[DOCUMENT SECTION]

* * * * * * *

= Daliao River =

Lower reach of Liao River

The Daliao River (大辽河 (大遼河, Dàliáohé), "Great Liao River") is a major river system in eastern Liaoning province of Northeast China, and formerly the main distributary of the lower Liao River until 1958. The Daliao River proper is formed from the confluence of three rivers at the border between Anshan's Haicheng city and Panjin's Panshan County, after where it runs a length of 94 km covering a catchment area of 1926 km2, before coursing in meanders southwest and draining into the Liaodong Bay just west of Yingkou.

The principal river of southern Northeast China, the Liao River, historically bifurcates into two distributaries near the Liujianfang Hydrological Station (六间房水文站) at Xinkaihe Town (新开河镇) of Anshan's Tai'an County, forming the Liao River Delta. The eastern (left) distributary, called the Wailiao River, was originally the larger one of the two and the main outlet of lower Liao River. It travelled southwards to pick up two large tributaries, the Hun River and Taizi River, at a confluence locally referred as the "Trident River" (三岔河). After the three rivers merged, the resultant large river then adopted the new name as Daliao River.

However, the low elevation and the flat, waterway-rich (and often rerouting) topography of the Liao River Delta region created a huge problem in flood control. During monsoon seasons the storm surges from the Bohai Sea could go as far inland as the Trident confluence, and when meeting the voluminous upstream water from the Liao River, would frequently exceed the capacity of river channels causing massive spill-over flash floods. This flood risk particularly threatened the cities of Yingkou (which is immediately adjacent to the Daliao River mouth and home to 2 million people) and Haicheng (which has over 1 million residents). In 1958, a river engineering project was conducted, and the upriver of the Wailiao River at the Liao River bifurcation was blocked off, redirecting the Liao River flow entirely towards the Shuangtaizi River (双台子河), the originally smaller western distributary of the river delta. This separated the Wailiao, Hun and Taizi Rivers from Liao River permanently, making the Daliao River an independent river system since 1958.

== Tributaries ==
- Wailiao River (外辽河, "outer Liao River"), was originally the main distributary of Liao River and the principal headwaters of Daliao River, but only an often dry stream channel remains upriver after the 1958 project. However, numerous canals draining the rural area south of Liaozhong between Liao River and Hun River had been rerouted to feed the river, and it does pick up more canals and old tributaries downstream, and winds southwards (serving as a border between Panjin's Panshan County and Anshan's Tai'an County) before draining merely 1.5 km west of the confluence of Hun River and Taizi River. This 1.5 km confluence segment of the three rivers is locally known as the Trident River.

* * * * * * *

[TASK DIRECTIONS] In the Daliao River text, reproduce verbatim the passage starting at "Lower reach of" and ending at "west of Yingkou.". The rows that follow are drawn from a separate source unrelated to the text.

* * * * * * *

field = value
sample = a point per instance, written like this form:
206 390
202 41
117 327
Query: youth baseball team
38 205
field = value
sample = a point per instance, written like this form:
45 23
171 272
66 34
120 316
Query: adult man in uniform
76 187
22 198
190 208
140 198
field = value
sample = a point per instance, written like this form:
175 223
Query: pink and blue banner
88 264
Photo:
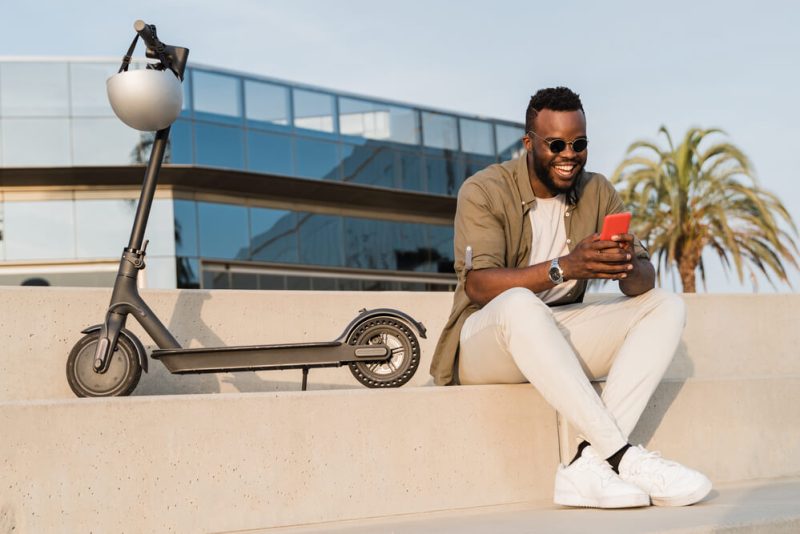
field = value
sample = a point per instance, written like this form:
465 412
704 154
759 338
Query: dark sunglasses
578 144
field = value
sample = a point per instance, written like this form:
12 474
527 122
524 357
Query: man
528 227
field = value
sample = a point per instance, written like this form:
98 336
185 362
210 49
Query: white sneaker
668 483
590 482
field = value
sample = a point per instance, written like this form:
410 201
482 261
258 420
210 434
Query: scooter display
380 346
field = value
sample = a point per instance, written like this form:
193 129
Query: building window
313 110
216 96
269 153
320 239
379 121
273 235
370 163
439 131
223 231
219 146
316 159
476 137
266 104
509 141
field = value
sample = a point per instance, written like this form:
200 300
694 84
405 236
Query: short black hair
552 98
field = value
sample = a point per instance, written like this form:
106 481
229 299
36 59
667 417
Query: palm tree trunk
687 268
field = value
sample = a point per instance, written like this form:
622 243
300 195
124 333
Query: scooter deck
269 357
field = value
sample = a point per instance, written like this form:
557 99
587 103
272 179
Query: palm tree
703 193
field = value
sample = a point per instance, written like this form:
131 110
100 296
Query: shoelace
600 468
652 464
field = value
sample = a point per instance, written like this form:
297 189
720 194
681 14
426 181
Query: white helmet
147 99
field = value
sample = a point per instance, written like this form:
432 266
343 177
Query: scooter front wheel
402 343
121 377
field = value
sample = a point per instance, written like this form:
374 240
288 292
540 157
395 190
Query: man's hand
594 258
642 277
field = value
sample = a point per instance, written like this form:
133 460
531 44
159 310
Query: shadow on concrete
666 393
250 382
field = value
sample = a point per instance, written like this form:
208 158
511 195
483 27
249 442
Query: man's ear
526 141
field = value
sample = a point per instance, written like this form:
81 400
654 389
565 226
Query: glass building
266 184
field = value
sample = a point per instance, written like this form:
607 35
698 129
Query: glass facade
56 114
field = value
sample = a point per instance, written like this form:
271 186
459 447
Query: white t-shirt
549 239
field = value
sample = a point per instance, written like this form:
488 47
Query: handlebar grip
148 34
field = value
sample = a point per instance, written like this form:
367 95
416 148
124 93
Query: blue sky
637 65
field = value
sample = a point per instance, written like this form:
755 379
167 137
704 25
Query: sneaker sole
577 501
684 500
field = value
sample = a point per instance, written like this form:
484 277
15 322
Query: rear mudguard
133 339
365 314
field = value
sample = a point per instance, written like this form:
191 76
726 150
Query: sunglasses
578 144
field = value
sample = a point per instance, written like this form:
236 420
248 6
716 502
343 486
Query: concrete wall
727 336
729 405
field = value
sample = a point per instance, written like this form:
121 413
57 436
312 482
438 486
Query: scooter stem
148 190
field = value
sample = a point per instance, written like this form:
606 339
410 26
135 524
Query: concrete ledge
241 461
732 430
758 507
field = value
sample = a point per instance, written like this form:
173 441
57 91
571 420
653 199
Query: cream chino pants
630 341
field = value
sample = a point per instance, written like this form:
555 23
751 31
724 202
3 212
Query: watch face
555 274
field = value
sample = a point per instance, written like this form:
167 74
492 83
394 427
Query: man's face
555 173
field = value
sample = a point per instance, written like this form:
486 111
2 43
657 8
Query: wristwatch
556 274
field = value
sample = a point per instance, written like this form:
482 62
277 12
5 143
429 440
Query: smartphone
614 224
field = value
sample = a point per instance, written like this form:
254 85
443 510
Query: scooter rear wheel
121 377
402 343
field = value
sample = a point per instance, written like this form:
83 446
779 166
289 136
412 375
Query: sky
636 64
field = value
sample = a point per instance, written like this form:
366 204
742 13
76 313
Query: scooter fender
141 353
365 314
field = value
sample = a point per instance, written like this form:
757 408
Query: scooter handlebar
148 34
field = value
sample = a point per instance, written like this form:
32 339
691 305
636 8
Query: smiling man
526 245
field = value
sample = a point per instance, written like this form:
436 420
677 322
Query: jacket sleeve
477 225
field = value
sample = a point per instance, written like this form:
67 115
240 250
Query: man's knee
519 303
668 303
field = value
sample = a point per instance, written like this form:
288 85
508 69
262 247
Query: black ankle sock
616 458
582 445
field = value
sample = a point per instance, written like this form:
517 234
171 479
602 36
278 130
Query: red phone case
614 224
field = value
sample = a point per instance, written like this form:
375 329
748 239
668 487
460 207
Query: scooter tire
121 378
402 342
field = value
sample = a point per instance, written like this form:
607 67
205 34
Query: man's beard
543 173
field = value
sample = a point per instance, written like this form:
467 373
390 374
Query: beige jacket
492 218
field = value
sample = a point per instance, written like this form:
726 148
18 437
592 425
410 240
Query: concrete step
208 463
755 507
726 337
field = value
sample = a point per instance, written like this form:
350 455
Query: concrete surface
727 336
730 429
759 507
201 463
263 456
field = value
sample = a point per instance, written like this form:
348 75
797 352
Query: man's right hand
594 258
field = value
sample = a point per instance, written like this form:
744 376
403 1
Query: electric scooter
379 346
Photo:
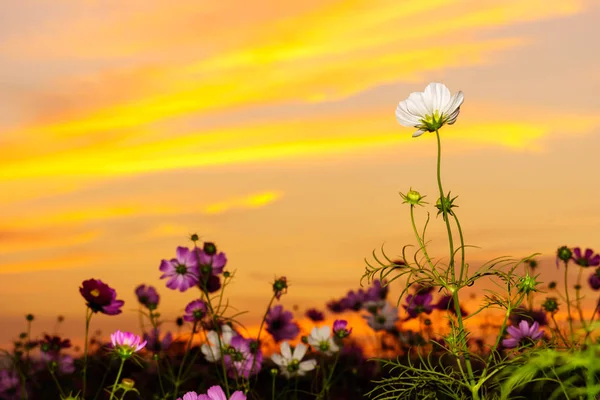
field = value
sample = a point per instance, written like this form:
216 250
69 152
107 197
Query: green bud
413 198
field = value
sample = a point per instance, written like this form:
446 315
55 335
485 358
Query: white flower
289 363
212 351
320 339
383 319
429 110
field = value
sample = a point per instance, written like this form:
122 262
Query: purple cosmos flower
588 259
417 304
210 264
354 300
155 344
522 313
594 280
280 287
446 303
340 328
195 311
100 297
9 384
126 343
147 296
315 315
376 292
523 335
280 324
335 306
214 393
181 271
240 360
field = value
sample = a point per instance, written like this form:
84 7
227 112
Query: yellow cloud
71 260
253 201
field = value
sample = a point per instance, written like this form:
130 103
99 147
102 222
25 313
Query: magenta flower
100 297
214 393
354 300
147 296
280 324
195 311
181 271
155 343
523 335
340 328
588 259
417 304
594 280
126 343
315 315
240 360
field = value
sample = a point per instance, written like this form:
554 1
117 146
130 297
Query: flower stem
186 351
88 318
444 206
112 393
572 335
62 394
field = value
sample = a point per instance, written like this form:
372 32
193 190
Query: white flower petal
299 351
286 352
404 117
416 105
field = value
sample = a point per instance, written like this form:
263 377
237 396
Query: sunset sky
268 127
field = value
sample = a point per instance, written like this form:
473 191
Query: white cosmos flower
320 339
211 350
383 319
290 362
429 110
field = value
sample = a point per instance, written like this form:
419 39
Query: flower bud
209 248
550 305
564 254
413 198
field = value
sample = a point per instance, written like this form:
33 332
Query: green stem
422 246
88 318
187 348
462 251
572 336
112 393
62 394
444 206
578 299
454 290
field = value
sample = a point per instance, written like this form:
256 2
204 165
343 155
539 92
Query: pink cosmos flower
214 393
181 271
523 335
147 296
195 311
126 343
100 297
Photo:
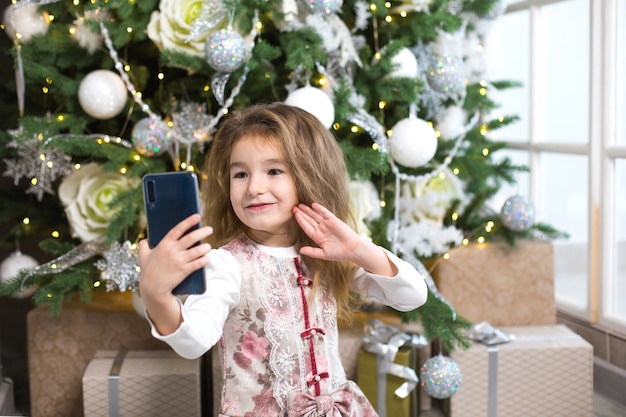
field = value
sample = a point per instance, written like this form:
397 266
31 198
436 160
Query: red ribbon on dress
337 404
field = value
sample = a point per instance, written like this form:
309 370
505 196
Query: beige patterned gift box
503 285
141 383
545 371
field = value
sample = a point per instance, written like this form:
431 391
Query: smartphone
169 198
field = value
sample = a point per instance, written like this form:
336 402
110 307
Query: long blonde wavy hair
313 159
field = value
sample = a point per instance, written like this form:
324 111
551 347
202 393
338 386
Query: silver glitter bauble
446 75
517 214
441 377
325 6
151 136
225 50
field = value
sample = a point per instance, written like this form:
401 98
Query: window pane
564 197
621 73
521 186
507 51
564 92
618 292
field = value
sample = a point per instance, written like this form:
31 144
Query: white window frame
601 150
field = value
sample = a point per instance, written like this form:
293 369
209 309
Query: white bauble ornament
405 64
413 142
11 266
315 101
102 94
517 213
25 20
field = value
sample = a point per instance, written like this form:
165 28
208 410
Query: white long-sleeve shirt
274 338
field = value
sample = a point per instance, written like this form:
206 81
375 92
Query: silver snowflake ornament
41 166
120 267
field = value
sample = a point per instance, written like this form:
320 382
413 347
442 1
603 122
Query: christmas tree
102 92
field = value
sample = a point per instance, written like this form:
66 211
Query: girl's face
262 191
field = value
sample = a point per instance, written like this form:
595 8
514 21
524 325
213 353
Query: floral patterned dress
277 345
279 350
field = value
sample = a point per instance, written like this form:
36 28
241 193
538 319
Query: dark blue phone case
169 198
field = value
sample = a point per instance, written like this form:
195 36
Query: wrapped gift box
141 383
503 285
60 347
545 371
367 379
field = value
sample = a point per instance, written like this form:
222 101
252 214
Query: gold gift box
141 383
499 284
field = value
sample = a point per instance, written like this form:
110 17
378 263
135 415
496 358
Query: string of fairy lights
360 120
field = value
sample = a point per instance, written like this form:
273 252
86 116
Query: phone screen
169 198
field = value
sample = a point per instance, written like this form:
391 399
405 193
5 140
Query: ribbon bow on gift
385 340
336 404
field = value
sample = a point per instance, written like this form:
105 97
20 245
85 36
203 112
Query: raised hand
336 241
165 266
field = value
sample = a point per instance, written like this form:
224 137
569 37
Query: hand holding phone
169 198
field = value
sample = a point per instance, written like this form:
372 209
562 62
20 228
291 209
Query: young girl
286 265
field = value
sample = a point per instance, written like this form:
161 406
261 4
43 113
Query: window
570 56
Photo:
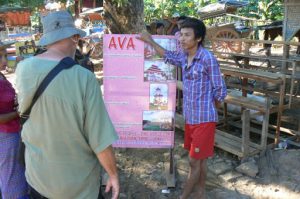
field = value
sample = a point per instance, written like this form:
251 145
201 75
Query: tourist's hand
218 104
145 36
113 184
173 21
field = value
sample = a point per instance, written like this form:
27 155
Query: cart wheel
220 48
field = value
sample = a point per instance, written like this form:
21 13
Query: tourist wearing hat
12 181
68 134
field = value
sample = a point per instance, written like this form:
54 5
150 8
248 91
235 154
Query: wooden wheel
220 48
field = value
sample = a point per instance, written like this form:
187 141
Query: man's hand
145 37
108 161
113 184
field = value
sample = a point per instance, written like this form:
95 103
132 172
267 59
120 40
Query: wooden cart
222 28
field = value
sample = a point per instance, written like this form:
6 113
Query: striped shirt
203 84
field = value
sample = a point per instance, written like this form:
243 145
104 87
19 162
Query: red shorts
199 139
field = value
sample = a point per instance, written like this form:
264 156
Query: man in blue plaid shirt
203 90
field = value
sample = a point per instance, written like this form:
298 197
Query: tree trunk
127 18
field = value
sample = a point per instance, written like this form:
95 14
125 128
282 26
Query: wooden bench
243 147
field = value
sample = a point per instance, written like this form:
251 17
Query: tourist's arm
108 161
100 133
172 26
6 117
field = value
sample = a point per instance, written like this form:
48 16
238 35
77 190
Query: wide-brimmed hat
176 15
4 45
57 26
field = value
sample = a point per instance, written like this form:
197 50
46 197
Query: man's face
160 30
187 39
179 22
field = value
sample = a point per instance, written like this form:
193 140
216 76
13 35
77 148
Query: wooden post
265 126
170 171
245 132
292 83
225 114
280 108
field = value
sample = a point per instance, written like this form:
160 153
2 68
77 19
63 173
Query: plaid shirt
203 84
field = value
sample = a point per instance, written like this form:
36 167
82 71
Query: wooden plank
258 41
231 146
245 102
270 93
237 139
253 74
170 177
221 143
280 110
257 131
179 121
245 132
265 127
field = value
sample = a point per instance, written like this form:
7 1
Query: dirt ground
142 174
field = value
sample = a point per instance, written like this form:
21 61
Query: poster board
139 91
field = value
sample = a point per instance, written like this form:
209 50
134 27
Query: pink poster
139 91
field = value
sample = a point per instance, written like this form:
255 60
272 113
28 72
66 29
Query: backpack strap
65 63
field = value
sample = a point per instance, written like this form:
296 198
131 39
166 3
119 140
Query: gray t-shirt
67 127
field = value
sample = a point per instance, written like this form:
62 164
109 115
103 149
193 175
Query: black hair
198 27
182 18
158 25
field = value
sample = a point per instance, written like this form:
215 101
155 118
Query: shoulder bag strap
65 63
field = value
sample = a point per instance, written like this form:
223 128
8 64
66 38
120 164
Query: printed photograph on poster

* * * * * * *

[THE RESULT]
Lower reach of Liao River

The Daliao River (大辽河 (大遼河, Dàliáohé), "Great Liao River") is a major river system in eastern Liaoning province of Northeast China, and formerly the main distributary of the lower Liao River until 1958. The Daliao River proper is formed from the confluence of three rivers at the border between Anshan's Haicheng city and Panjin's Panshan County, after where it runs a length of 94 km covering a catchment area of 1926 km2, before coursing in meanders southwest and draining into the Liaodong Bay just west of Yingkou.